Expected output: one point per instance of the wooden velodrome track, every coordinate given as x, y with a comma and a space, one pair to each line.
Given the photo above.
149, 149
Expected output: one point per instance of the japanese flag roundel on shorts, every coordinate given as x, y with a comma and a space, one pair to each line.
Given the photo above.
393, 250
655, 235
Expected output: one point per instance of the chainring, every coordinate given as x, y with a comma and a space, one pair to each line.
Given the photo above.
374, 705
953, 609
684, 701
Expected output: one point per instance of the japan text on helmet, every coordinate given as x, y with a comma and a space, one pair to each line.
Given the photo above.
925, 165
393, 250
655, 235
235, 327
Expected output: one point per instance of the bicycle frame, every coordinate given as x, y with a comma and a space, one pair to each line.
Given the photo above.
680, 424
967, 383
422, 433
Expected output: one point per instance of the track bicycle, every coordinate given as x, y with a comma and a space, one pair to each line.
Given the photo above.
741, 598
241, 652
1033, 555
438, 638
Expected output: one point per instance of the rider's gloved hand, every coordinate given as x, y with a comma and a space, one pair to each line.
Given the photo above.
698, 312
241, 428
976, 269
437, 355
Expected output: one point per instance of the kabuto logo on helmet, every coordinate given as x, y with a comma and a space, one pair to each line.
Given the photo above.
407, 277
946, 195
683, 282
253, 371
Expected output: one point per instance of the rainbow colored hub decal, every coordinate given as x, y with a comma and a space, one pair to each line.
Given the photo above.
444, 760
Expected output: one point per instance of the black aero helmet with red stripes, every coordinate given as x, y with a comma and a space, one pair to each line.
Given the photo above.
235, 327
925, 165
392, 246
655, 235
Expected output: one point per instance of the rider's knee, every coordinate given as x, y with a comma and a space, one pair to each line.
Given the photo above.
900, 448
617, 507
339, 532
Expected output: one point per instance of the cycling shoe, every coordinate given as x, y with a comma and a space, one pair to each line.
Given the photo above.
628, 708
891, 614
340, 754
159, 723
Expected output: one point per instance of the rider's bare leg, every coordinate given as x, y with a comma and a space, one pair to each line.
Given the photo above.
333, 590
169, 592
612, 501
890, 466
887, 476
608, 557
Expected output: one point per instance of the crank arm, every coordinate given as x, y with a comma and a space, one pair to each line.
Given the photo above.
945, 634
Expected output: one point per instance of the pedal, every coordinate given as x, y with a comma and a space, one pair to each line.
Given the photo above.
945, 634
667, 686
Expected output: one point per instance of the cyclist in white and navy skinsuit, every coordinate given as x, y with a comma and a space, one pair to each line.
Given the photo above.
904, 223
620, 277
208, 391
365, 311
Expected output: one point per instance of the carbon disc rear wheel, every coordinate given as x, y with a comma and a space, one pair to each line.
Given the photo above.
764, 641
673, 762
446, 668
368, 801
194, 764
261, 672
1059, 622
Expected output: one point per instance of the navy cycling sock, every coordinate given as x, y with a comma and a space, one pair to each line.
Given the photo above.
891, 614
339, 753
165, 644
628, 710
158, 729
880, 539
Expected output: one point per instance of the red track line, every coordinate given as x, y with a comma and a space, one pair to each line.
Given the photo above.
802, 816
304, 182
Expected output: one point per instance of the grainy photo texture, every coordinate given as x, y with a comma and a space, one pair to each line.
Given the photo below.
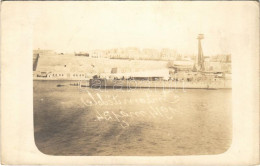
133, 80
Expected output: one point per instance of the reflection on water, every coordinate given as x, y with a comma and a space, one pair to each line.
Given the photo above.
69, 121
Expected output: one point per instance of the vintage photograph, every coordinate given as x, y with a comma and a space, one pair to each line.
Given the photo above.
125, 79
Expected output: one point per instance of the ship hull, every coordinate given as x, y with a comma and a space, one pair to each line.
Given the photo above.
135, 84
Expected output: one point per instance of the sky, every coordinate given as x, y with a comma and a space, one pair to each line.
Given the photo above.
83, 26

# [Exercise prompt]
Print the data word for word and omit the pictures.

# [Task answer]
Expected output: one point per instance of the wooden velodrome track, every coordinate given as x, y with a comma and a space, one pair to each line.
Given the photo above.
149, 149
Expected output: one point per instance of the japanese flag roundel on shorts, every coordinate given as x, y with a comma and a space, one pair to each line.
Given the photo above.
393, 250
655, 235
Expected output: one point per instance of the chainring, every coordinate given as x, y with a comma and a space, one pair to each line.
Given the photo above.
374, 705
953, 609
684, 701
Expected output: one point per instance of the japan text on helmet, every coordinate given as x, y with a comma and a space, one pair to each line.
Given the photo above.
925, 165
393, 250
655, 235
235, 327
Expected output: one point per instance of the bicycle frame, every coordinate given as x, y with a comma and a space, one pair to each line.
Given the photo above.
680, 424
967, 383
422, 433
Expected output: one point per instance of the track bicycle, every coordinate given as x, y with a comma and a space, one pair to each line.
Given the photo above.
741, 598
241, 652
1033, 555
438, 638
Expected output: one point per instance of the rider's gloved hand, every coordinate given as x, y with a comma and a space, one pair to each line.
Given the photo above.
698, 312
241, 428
976, 269
437, 355
Expected output: one point per instance of the kabuto logo on helmet, every coordinate given as x, y with a comma and a space, one pair to each line.
Given the photo above.
407, 277
946, 195
683, 282
253, 371
Expected output: one point per instance of the rainbow colored hub decal, every coordinate given as x, y with a comma and a space, one pair to each line.
Given the photo above.
444, 760
Expected output: one point per instance of the black aero helmet with red stripes, every coordinate given as x, y with a comma and a space, one pair to each line.
Given the photo above.
235, 327
925, 165
392, 246
655, 235
Expected output: one point per instance of the rider's knee, every coordinate given as x, y with a comma and a space, one pair to each line.
Given the photo above.
900, 448
617, 507
339, 532
Expected output: one point per instance of the cycling shoe, every coordinate given as x, y with a comma and a space, one pair to each line.
Given the photo above.
628, 708
891, 614
340, 754
159, 723
Expected output: one point per instance of the rider's bare leg, every coordinate given as x, y with a comma and a space, one pair to each line.
Given the photo above.
333, 590
169, 592
612, 501
890, 466
887, 476
608, 557
Expected output: one point per instance of the crank arm, every coordinate given as x, y with a comma and a space, one pair to each line.
Given the photo above.
945, 634
Expected output: one point per instance of the pedal, every coordinate given as x, y with a comma and a space, one pair to each line.
Given the photo above.
945, 634
667, 686
Expected output: one point per instance of the cyclist in white and navy skinsuit, every coordinate given as x, y with a comma and a space, one pair to each line.
Given the photo above.
904, 223
620, 277
208, 391
365, 311
Expected output: one point per instance of the carbon disc rear wheel, every coordinate given as x, y with a comma and a space, one pair to each line.
Given the photo above.
764, 641
673, 762
446, 668
368, 801
194, 764
261, 672
1059, 622
Expected output: one point per instance of the navy cycling sock, every coordinate given as x, y with a comma and a space, one pair to each line.
Given the photo above.
891, 614
339, 753
165, 644
628, 710
158, 729
880, 539
Expected output: one point per instance of the red track line, every coordinate given as x, y with a comma and a space, one pair to each line.
Given the photo above.
802, 816
304, 182
Expected output: one point per instance of the grainy photo texture, every coordinate given as x, y with a comma and a space, one pair to each line.
Given the photo below.
133, 80
Expected output: one point per instance of the reflection on water, every coordinate given as x, y with a comma and a space, one pair to each line.
Given the photo above.
69, 121
Expected output: one point per instance of the vintage photograph, every coordinate given as x, y with a comma and a space, one pair to each line.
Given the photo above.
125, 79
Expected output: one point per instance of the ship hull, every coordinate given as x, y with a comma and a space, one pair to each line.
Given the photo above.
135, 84
Expected output: one point per instance of the sky, every coordinate given as x, y with a comma and a space, one pair to each line.
Given the photo above.
83, 26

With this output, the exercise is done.